Page excerpt>
'''
James L. HOULIHAN and Kathleen A. Houlihan, Plaintiffs-Appellants,[]
v.
ABC INSURANCE COMPANY, DEF Insurance Company and SQUARE D Company, Defendants,
TRANSPORTATION INSURANCE COMPANY, Defendant-Respondent,
BRILLION IRON WORKS, INC., The Home Insurance Company of Wisconsin and International Insurance Company, Defendants-Third Party Plaintiffs,
SUPERIOR ELECTRIC COMPANY and Transcontinental Insurance Company, Third Party Defendants.
TRANSPORTATION INSURANCE COMPANY, INC., Plaintiff,
Walter GOY, Donelda Goy and James Hall, Plaintiffs-Appellants,[]
v.
SQUARE D COMPANY, a foreign corporation, and SQD Insurance Company, Defendants,
BRILLION IRON WORKS, INC., The Home Insurance Company of Wisconsin and International Insurance Company, Defendants-Third Party Plaintiffs,
SUPERIOR ELECTRIC COMPANY, Third Party Defendant,
TRANSPORTATION INSURANCE COMPANY, INC., Third Party Defendant-Respondent.
Nos. 95-0662, 95-0686.
Court of Appeals of Wisconsin.
Submitted on briefs September 1, 1995. Decided November 14, 1995.*138 On behalf of the plaintiffs-appellants, Walter Goy and Donelda Goy, the cause was submitted on the brief of David M. Skoglind of Warshafsky, Rotter, Tarnoff, Reinhardt & Bloch, S.C. of Milwaukee.
On behalf of the plaintiffs-appellants, James L. Houlihan and Kathleen A. Houlihan, the cause was submitted on the brief of Patrick O. Dunphy of Cannon & Dunphy, S.C. of Brookfield.
On behalf of the plaintiffs-appellants, Walter Goy, Donelda Goy, James L. Houlihan and Kathleen A. Houlihan, the cause was submitted on the joint reply brief of David M. Skoglind of Warshafsky, Rotter, Tarnoff, Reinhardt & Bloch, S.C. and Patrick O. Dunphy of Cannon & Dunphy, S.C.
On behalf of the defendant-respondent, Transportation Insurance Company, the cause was submitted on the brief of David M. Victor of Law Offices of Mark H. Miller of Brookfield.
Before Cane, P.J., LaRocque and Myse, JJ.
CANE, P.J.
The appellants appeal a circuit court order directing them to pay Transportation Insurance Company a distributive share of their settlement proceeds, pursuant to § 102.29(1), STATS. Because we conclude that under § 102.29(1) Transportation is entitled to reimbursement for worker's compensation payments it made to the appellants, we affirm the circuit court's order.
In July 1990, James Houlihan and Walter Goy suffered severe burn injuries in an industrial accident at Brillion Iron Works, Inc. At the time of the accident *139 Houlihan and Goy were employed by Superior Electric Company. Pursuant to ch. 102, STATS., Houlihan and Goy received worker's compensation payments to date of over $566,000 and $1,084,000, respectively, from Superior's worker's compensation insurer, Transportation.
Appellants Houlihan and his wife, Kathleen, and Goy and his wife, Donelda, sued Brillion and Square D Company,[1] and their respective insurers, alleging negligence on their part. The appellants acknowledged that they could not sue Superior because of the immunity granted to their employer by § 102.03, STATS. The Houlihans' and the Goys' actions were consolidated.
'''
Directives>
- A) Reproduce the passage of the court opinion starting at "On behalf of the plaintiffs-appellants, Walter Goy, Donelda" and ending at "circuit court's order.".
- B) Resume the court opinion on the Houlihan and Goy appeals, picking up right after its final sentence.

Extracted entries>
'''
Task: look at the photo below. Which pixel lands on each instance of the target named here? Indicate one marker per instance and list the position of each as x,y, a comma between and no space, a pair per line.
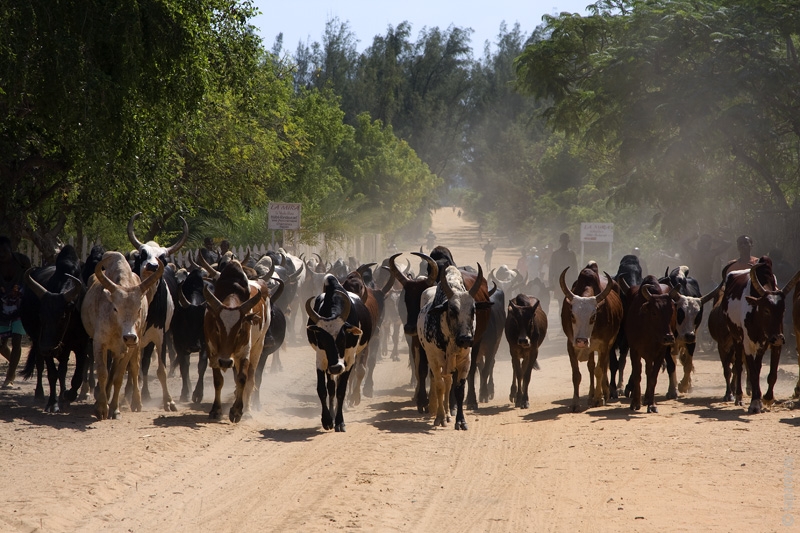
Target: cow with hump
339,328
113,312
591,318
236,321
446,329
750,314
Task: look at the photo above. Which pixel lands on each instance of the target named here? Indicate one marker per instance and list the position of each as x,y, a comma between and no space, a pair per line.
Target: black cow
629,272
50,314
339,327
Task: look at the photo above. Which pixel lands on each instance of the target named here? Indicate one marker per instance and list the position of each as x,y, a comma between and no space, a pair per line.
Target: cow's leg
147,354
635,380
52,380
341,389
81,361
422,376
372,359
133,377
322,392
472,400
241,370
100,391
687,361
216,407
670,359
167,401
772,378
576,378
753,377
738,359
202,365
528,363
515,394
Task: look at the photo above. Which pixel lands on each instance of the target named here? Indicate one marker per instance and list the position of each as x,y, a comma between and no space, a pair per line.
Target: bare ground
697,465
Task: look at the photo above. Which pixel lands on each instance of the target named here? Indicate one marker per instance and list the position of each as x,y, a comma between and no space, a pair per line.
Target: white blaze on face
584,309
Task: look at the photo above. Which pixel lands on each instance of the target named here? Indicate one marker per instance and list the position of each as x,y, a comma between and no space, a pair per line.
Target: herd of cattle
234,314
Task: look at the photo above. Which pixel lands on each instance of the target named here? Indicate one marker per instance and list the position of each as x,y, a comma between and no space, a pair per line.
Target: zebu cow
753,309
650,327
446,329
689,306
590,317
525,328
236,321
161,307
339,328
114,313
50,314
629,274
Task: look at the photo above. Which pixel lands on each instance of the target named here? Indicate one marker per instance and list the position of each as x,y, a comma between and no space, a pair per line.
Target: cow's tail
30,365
'''
'''
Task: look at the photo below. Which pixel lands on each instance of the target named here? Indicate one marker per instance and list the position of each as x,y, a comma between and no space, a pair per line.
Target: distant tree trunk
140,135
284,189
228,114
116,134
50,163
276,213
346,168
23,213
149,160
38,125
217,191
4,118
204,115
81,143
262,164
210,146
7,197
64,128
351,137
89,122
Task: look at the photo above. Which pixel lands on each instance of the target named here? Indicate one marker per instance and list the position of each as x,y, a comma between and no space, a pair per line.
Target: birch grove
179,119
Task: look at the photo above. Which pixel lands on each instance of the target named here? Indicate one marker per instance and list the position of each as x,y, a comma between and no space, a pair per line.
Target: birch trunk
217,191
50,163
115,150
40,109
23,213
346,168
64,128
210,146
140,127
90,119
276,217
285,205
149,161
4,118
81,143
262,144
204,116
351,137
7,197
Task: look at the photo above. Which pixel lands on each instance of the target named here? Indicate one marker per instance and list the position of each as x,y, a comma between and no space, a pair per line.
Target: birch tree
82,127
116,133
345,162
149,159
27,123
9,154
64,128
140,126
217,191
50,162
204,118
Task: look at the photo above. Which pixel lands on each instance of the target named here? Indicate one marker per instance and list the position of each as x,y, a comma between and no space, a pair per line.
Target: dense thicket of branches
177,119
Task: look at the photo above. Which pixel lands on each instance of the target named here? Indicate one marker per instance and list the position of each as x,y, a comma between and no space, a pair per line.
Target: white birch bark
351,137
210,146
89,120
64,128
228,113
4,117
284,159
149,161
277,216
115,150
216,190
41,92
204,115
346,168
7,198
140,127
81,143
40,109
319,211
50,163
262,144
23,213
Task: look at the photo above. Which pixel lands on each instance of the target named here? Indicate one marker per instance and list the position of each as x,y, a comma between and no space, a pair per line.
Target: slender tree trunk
'''
Responses>
- A)
On behalf of the plaintiffs-appellants, Walter Goy, Donelda Goy, James L. Houlihan and Kathleen A. Houlihan, the cause was submitted on the joint reply brief of David M. Skoglind of Warshafsky, Rotter, Tarnoff, Reinhardt & Bloch, S.C. and Patrick O. Dunphy of Cannon & Dunphy, S.C.
On behalf of the defendant-respondent, Transportation Insurance Company, the cause was submitted on the brief of David M. Victor of Law Offices of Mark H. Miller of Brookfield.
Before Cane, P.J., LaRocque and Myse, JJ.
CANE, P.J.
The appellants appeal a circuit court order directing them to pay Transportation Insurance Company a distributive share of their settlement proceeds, pursuant to § 102.29(1), STATS. Because we conclude that under § 102.29(1) Transportation is entitled to reimbursement for worker's compensation payments it made to the appellants, we affirm the circuit court's order.

- B)
Brillion commenced a third-party action against Superior and its liability carrier, Transcontinental Insurance Company. Brillion's complaint alleged that Superior negligently trained Houlihan and Goy and further alleged that Goy's negligent use of a ruler caused the electrical arc that injured Houlihan. The basis for Brillion's third-party claim against Superior was an indemnification provision within a contract that Superior had entered into with Brillion for the job Houlihan and Goy performed at Brillion.[2] The provision stated:
*140 The Contractor [Superior] shall assume entire responsibility and liability and hereby agree to indemnify and hold Brillion Iron Works, Inc. harmless from any and all damage or injury of any kind or nature whatsoever (including but without limitation to personal injury and death) to all property and persons, whether employees of the Contractor or otherwise, caused by, resulting from, arising out of, or occurring in connection with the work to be performed under this contract.
The contractor will carry, at his own expense, a minimum of one million dollars ($1,000,000.00) liability insurance.
The appellants, Brillion, Square D, Superior and Transcontinental engaged in settlement negotiations. In July and September 1994, the Houlihans and the Goys each signed an indemnification agreement with Superior and Transcontinental, agreeing to assume Superior's obligations under its indemnification agreement with Brillion. In consideration for the indemnification agreements, Superior and Transcontinental paid the Houlihans $1.1 million and the Goys $687,500.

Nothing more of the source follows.